TEXT SHOWN Block Start

Finally, the order modified defendant's parenting time, allowing him to begin his weekend visits at 7:00 p.m. on Fridays, rather than 8:30 a.m. on Saturdays. This order modifying the parties' agreement was entered in the absence of an evidentiary hearing.
In December 2003, defendant moved to enforce the October 6 order,[2] and on January 9, 2004, an order was entered finding plaintiff in violation of the October 6 order. The court awarded counsel fees to defendant in the amount of $3,110 and reduced defendant's support obligation by half as a sanction against plaintiff, based on the judge's determination that plaintiff violated the October 6 order. The January 9 order further directed plaintiff to appear on January 30, 2004 "and show cause why future support payments should not be reduced or suspended until she has complied with the existing court orders." Plaintiff was not present for the January 9, 2004 proceeding and the order modifying support and assessing sanctions was entered in the absence of an evidentiary hearing.
On January 30, 2004, defendant and his attorney were back in court but, again, plaintiff was not present and nothing in the record indicates that plaintiff ever received timely notice of the January 30 proceeding.

TEXT SHOWN Block End

WHAT NEEDS TO BE DONE:
Copy the passage on the court orders, beginning at the words "In December 2003, defendant" and stopping after "sanctions was entered in the absence of an evidentiary hearing.". These records come from a separate source.

INFORMATION PROVIDED Block Start

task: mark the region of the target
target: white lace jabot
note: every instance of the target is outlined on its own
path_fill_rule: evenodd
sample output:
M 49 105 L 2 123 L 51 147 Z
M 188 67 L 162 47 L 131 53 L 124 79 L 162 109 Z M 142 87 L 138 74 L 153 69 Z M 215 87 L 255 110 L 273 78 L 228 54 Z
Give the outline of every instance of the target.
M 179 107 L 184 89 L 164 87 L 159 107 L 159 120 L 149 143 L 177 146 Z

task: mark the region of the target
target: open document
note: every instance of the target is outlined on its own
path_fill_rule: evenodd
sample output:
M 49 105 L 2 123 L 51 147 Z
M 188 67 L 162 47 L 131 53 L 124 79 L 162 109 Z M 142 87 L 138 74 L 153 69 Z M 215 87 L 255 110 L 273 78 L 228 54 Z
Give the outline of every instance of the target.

INFORMATION PROVIDED Block End
INFORMATION PROVIDED Block Start

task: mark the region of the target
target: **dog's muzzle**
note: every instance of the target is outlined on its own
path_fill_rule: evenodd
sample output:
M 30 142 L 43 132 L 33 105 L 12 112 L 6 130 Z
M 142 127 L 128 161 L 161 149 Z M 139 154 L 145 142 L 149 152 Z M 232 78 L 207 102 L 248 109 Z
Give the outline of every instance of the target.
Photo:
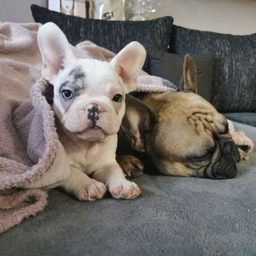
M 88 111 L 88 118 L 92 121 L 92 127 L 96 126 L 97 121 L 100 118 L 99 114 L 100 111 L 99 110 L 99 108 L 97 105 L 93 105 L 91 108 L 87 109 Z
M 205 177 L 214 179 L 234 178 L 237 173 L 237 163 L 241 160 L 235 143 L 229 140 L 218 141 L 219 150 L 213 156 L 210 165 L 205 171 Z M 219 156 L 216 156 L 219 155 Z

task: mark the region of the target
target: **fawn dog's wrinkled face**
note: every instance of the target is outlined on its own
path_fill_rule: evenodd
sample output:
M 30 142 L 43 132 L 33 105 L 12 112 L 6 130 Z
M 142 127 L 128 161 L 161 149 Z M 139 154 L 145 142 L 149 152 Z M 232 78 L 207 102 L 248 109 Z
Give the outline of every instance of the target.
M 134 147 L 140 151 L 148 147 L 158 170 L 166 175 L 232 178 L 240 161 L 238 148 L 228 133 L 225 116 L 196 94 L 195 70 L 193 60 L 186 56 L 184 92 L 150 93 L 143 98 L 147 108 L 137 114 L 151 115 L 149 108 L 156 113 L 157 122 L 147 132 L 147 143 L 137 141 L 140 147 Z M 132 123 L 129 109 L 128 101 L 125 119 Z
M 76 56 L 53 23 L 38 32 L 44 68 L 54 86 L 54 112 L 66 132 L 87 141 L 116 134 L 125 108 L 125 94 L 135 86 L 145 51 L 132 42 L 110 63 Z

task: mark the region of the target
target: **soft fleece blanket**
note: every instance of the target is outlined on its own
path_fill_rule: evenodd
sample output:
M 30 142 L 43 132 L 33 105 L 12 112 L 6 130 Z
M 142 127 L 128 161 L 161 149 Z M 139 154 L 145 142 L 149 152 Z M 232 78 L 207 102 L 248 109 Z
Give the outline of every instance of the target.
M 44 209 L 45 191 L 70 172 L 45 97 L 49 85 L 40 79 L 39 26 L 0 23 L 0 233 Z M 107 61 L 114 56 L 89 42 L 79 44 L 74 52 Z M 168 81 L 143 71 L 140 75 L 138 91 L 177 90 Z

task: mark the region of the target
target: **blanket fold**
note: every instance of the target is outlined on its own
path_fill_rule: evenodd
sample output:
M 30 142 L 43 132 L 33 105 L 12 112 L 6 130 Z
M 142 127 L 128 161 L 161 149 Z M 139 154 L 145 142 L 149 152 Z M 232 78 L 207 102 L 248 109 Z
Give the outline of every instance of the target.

INFORMATION PROVIDED Block End

RESPONSE TO THIS TASK:
In December 2003, defendant moved to enforce the October 6 order,[2] and on January 9, 2004, an order was entered finding plaintiff in violation of the October 6 order. The court awarded counsel fees to defendant in the amount of $3,110 and reduced defendant's support obligation by half as a sanction against plaintiff, based on the judge's determination that plaintiff violated the October 6 order. The January 9 order further directed plaintiff to appear on January 30, 2004 "and show cause why future support payments should not be reduced or suspended until she has complied with the existing court orders." Plaintiff was not present for the January 9, 2004 proceeding and the order modifying support and assessing sanctions was entered in the absence of an evidentiary hearing.